• TEXT PASSAGE:
We define the object proposals from the current frame as target ROIs and those from the supporting frame as reference ROIs. The object relation module aims to calculate the relation feature between each target ROI and all reference ROIs. The output relation feature is then used to enhance the features generated from the fully connected layer for target ROI. We now explain the detailed process of calculating object relation for each target ROI:

• Assume the current target ROI is the nth ROI in the current frame, and its feature generated from the FC layer or appearance feature is $f_A^n$. We now calculate the appearance weight $w_A^{mn}$ between the nth target ROI with the mth reference ROI from the supporting frame using the following equation:

  $$w_A^{mn}=\frac{dot(W_T{f}_A^n,W_R{f}_A^m)}{\sqrt{d}},$$

  (8)

  where $f_A^m$ is the appearance feature of the mth reference ROI. $W_T$ and $W_R$ are weights of the two FC layers with an output size of d, which is 1024 in the proposed method. The dot product computes the similarity between the target appearance feature $f_A^n$ and reference appearance feature $f_A^m$.
• Assume the total number of reference ROIs in the supporting frame is K. Once the appearance weight $w_A^{mn}$ between the nth target ROI and all reference ROIs is calculated, the total weight $w^{mn}$ between the nth target ROI and the mth reference ROI is calculated by a softmax function, expressed as:

  $$w^{mn}=\frac{exp\left(w_A^{mn}\right)}{{\sum }_{k}exp\left(w_A^{kn}\right)},$$

  (9)

  where k indicates the rest of reference ROI other than the mth reference ROI.
• The relation feature $f_R\left(n\right)$ for the nth target ROI is calculated as:

  $$f_R\left(n\right)=\sum _m{w}^{mn}·(W_V·f_A^m),$$

  (10)

  where $W_V$ is the weights of the 1024-d FC layers to be learned during the training stage. The relation feature $f_R\left(n\right)$ is obtained by calculating the weighted sum of 1024-d appearance feature from all reference ROIs.
• After the relation feature $f_R\left(n\right)$ for the nth target ROI is obtained, the enhanced feature map is calculated by applying the element-wise addition between the original feature and the relation feature.

• DATA:
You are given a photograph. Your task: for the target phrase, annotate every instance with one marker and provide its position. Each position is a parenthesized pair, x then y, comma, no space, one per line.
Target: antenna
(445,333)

---

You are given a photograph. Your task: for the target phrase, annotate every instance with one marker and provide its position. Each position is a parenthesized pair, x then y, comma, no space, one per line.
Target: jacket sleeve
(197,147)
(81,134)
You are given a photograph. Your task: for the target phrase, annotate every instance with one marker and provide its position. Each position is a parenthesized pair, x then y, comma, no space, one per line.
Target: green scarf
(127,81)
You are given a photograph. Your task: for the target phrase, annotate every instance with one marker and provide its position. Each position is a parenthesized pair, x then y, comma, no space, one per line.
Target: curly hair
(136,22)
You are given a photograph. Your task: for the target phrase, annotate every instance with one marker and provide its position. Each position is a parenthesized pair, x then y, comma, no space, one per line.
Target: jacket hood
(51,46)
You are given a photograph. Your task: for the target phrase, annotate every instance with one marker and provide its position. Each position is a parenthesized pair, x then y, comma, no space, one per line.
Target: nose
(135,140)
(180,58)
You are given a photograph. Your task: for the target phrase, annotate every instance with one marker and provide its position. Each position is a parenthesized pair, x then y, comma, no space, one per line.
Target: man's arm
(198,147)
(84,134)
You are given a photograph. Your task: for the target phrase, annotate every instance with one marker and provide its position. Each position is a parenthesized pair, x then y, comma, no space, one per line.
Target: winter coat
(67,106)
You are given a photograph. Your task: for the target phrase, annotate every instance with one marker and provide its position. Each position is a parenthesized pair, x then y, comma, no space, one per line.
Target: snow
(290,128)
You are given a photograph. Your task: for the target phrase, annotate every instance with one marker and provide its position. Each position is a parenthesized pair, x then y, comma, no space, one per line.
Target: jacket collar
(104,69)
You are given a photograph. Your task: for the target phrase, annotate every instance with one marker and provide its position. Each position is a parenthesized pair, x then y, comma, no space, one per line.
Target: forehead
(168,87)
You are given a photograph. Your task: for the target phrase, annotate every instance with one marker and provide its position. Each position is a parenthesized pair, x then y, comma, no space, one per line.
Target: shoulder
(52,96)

• PROBLEMS:
[1] Update the object relation text from "where $f_A^m$ is" up to and including "than the mth reference ROI.", replacing "softmax function" with "normalized exponential function".
[2] Translate this sentence from the object relation text into Spanish: "The object relation module aims to calculate the relation feature between each target ROI and all reference ROIs."
The records were taken from a separate source and are unrelated to the object relation text.

• FULL SOLUTIONS:
[1]
where $f_A^m$ is the appearance feature of the mth reference ROI. $W_T$ and $W_R$ are weights of the two FC layers with an output size of d, which is 1024 in the proposed method. The dot product computes the similarity between the target appearance feature $f_A^n$ and reference appearance feature $f_A^m$.
• Assume the total number of reference ROIs in the supporting frame is K. Once the appearance weight $w_A^{mn}$ between the nth target ROI and all reference ROIs is calculated, the total weight $w^{mn}$ between the nth target ROI and the mth reference ROI is calculated by a normalized exponential function, expressed as:

  $$w^{mn}=\frac{exp\left(w_A^{mn}\right)}{{\sum }_{k}exp\left(w_A^{kn}\right)},$$

  (9)

  where k indicates the rest of reference ROI other than the mth reference ROI.

[2] El módulo de relación de objetos tiene como objetivo calcular la característica de relación entre cada ROI objetivo y todas las ROI de referencia.